▸ **RECORD EXTRACTS**:
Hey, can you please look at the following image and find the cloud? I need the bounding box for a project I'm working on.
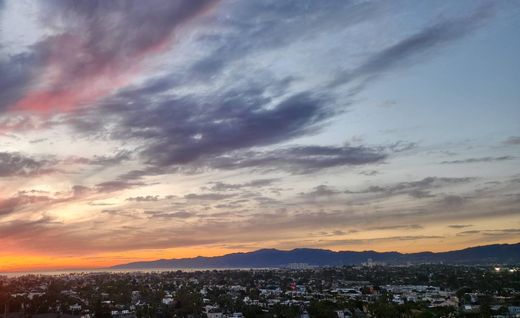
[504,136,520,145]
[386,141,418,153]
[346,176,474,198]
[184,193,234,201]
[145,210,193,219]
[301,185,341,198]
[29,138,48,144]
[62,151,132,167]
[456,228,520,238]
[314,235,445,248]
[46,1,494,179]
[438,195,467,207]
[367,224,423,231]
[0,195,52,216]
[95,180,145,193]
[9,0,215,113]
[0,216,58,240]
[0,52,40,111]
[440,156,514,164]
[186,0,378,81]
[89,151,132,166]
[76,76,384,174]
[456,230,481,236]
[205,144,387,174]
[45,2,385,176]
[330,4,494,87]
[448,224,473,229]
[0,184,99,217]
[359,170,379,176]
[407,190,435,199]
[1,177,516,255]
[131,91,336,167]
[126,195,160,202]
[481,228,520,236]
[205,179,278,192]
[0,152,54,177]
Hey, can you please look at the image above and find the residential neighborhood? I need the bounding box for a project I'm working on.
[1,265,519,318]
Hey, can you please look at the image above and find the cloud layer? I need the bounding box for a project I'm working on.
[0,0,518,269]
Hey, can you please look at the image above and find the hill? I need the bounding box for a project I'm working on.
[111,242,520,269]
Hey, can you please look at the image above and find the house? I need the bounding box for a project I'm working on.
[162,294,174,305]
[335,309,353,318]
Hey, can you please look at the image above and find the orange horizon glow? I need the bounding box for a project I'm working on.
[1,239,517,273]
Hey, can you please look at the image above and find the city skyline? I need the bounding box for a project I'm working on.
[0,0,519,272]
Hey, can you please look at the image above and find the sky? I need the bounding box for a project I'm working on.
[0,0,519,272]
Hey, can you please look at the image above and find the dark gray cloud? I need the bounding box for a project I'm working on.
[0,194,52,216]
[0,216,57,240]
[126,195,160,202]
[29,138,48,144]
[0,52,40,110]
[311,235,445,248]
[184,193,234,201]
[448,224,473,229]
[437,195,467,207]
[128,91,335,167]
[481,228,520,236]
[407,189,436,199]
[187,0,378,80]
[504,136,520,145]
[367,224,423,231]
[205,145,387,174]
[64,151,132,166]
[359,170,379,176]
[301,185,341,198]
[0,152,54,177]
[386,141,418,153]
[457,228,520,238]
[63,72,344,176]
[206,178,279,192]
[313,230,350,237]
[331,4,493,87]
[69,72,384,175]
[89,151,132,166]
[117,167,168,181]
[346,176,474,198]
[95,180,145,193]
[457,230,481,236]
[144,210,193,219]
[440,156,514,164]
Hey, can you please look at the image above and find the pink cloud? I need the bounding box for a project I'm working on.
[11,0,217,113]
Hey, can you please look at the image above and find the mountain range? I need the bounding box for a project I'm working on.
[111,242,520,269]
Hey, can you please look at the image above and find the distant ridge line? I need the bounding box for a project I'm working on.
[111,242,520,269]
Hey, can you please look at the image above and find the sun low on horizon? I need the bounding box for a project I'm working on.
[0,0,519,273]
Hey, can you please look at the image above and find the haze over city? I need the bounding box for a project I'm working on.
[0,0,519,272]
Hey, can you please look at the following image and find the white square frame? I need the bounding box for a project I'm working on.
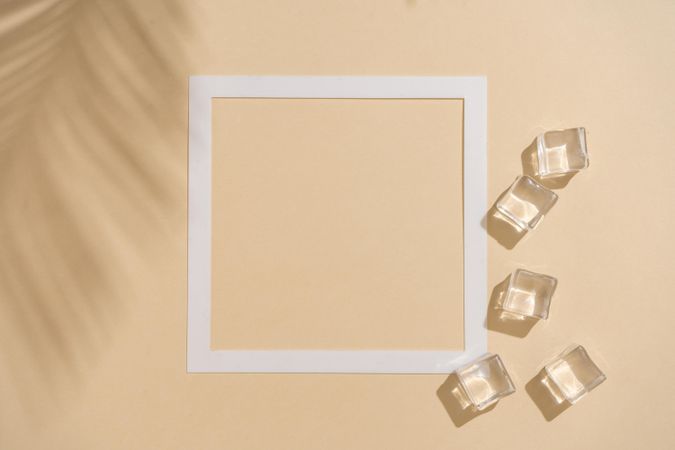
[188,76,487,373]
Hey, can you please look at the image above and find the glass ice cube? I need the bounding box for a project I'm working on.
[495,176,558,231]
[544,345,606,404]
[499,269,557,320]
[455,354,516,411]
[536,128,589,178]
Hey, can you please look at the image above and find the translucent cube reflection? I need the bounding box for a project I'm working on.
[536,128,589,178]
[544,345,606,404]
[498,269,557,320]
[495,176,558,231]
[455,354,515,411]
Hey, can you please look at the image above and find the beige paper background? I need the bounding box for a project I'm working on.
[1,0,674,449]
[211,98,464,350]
---
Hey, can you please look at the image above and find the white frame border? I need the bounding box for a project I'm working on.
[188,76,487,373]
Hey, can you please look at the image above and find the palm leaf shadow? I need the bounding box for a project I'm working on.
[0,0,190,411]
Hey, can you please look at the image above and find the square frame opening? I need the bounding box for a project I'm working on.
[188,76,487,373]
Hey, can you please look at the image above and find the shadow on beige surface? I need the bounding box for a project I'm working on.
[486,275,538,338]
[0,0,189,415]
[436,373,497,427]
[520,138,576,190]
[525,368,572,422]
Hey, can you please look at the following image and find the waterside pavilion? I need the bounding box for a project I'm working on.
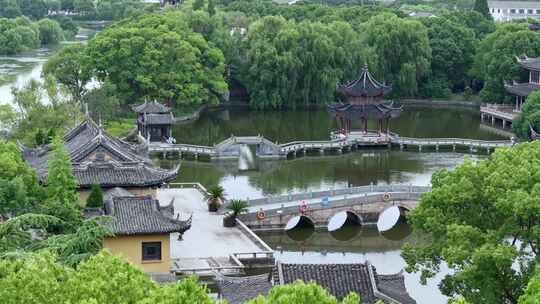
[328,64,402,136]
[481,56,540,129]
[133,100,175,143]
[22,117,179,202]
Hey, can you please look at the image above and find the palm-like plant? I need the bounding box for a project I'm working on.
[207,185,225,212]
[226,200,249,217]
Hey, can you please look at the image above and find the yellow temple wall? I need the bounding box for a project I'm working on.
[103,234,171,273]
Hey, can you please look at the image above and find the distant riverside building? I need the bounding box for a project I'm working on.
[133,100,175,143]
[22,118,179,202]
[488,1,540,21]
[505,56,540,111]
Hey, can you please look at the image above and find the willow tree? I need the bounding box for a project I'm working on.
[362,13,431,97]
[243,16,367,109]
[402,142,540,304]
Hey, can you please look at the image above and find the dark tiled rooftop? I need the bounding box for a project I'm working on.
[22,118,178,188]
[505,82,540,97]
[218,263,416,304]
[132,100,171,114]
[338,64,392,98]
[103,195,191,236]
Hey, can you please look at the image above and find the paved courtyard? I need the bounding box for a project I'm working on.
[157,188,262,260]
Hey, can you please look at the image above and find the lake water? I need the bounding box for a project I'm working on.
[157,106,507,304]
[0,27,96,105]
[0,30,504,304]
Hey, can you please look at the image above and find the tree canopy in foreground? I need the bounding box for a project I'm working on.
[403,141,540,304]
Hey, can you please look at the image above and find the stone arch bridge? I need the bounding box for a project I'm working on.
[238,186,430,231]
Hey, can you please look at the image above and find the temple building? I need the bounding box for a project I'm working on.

▸ **EXERCISE DIRECTIONS**: Once the line with "find the stone" is found in the records above, print exactly that line and every line after it through the line with "find the temple".

▸ **RESULT OF THIS EXERCISE**:
Hey, can you please look at the image above and find the stone arch bridge? I need the bounding box for a project I'm working on.
[238,186,430,231]
Hey, can you please look at the image above and find the temple building? I need the bounding box for a project I'm working on.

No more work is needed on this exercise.